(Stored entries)
--------------------------------------------------
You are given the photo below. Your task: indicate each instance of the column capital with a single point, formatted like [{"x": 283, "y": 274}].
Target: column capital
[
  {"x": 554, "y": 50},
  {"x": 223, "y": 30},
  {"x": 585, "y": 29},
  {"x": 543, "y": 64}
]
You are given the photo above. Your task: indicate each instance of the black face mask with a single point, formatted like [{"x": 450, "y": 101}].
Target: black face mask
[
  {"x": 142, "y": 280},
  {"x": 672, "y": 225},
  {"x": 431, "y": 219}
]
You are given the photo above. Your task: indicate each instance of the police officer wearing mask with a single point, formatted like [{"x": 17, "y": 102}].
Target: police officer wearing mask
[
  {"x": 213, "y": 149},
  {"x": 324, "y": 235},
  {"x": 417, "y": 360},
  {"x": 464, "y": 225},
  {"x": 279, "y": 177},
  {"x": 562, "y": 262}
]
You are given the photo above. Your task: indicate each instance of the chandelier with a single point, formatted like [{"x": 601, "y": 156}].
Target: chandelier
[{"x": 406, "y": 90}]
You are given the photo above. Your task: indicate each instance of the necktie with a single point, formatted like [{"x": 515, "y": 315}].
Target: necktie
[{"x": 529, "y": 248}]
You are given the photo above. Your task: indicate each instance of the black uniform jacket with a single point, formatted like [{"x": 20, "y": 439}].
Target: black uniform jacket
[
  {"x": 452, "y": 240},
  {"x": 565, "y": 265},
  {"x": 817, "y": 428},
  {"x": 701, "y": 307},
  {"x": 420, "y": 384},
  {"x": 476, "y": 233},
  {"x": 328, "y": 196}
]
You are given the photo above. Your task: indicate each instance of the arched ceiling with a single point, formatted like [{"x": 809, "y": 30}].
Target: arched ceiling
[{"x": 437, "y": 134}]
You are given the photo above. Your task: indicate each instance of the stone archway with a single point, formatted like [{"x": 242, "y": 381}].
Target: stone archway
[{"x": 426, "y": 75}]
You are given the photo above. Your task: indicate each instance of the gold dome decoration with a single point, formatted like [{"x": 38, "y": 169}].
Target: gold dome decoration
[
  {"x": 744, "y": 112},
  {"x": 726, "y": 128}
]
--------------------------------------------------
→ WHAT IS EXPECTED
Rewrite the stored entries above as a JSON list of strings, one string per line, leaving out any blank lines.

→ SOLUTION
[
  "You are given the photo below. Your task: indicate each instance of the column capital with a single point, formatted like [{\"x\": 283, \"y\": 274}].",
  "Target: column capital",
  "[",
  "  {\"x\": 554, \"y\": 50},",
  "  {\"x\": 223, \"y\": 30},",
  "  {\"x\": 585, \"y\": 29},",
  "  {\"x\": 543, \"y\": 64}",
  "]",
  "You are given the photo above. Your task: indicate each instance of the black face mask with a single point, formatted like [{\"x\": 450, \"y\": 101}].",
  "Target: black face mask",
  "[",
  "  {\"x\": 142, \"y\": 280},",
  "  {\"x\": 672, \"y\": 225},",
  "  {\"x\": 431, \"y\": 219}",
  "]",
  "You are given the photo above. Your task: indicate each instance of the police officer wearing mask with a single point, formatted like [{\"x\": 17, \"y\": 102}].",
  "Target: police officer wearing mask",
  "[",
  "  {\"x\": 213, \"y\": 149},",
  "  {\"x\": 324, \"y\": 235},",
  "  {\"x\": 417, \"y\": 360},",
  "  {\"x\": 464, \"y\": 225},",
  "  {\"x\": 279, \"y\": 177},",
  "  {\"x\": 562, \"y\": 262}",
  "]",
  "You are given the photo above. Your task: indicate each instance of the chandelier with a single point, formatted like [{\"x\": 601, \"y\": 156}].",
  "Target: chandelier",
  "[{\"x\": 406, \"y\": 90}]",
  "You are given the photo above. Your task: indicate each instance of the necktie with a single point, formatted like [{\"x\": 515, \"y\": 315}].",
  "Target: necktie",
  "[{\"x\": 529, \"y\": 248}]",
  "You are given the photo above. Your task: indicate each instance of the black uniform jacket with a single point, formatted like [{\"x\": 20, \"y\": 439}].",
  "Target: black uniform jacket",
  "[",
  "  {\"x\": 452, \"y\": 240},",
  "  {\"x\": 565, \"y\": 265},",
  "  {\"x\": 817, \"y\": 428},",
  "  {\"x\": 701, \"y\": 307},",
  "  {\"x\": 420, \"y\": 384},",
  "  {\"x\": 476, \"y\": 233},",
  "  {\"x\": 328, \"y\": 196}",
  "]",
  "You are given the photo above. Your task: indicate each instance of the arched ceiling with a single point, formatted like [{\"x\": 809, \"y\": 30}].",
  "Target: arched ceiling",
  "[{\"x\": 437, \"y\": 134}]",
  "You are given the photo above. Your task: indicate each instance of the stone archway with a single point, formatted like [{\"x\": 242, \"y\": 381}].",
  "Target: stone archway",
  "[{\"x\": 426, \"y\": 75}]",
  "You are given the photo above. Your task: indicate each instance of the gold dome decoration with a single point, formatted like [{\"x\": 38, \"y\": 169}].",
  "Target: gold dome decoration",
  "[",
  "  {\"x\": 744, \"y\": 112},",
  "  {\"x\": 726, \"y\": 128}",
  "]"
]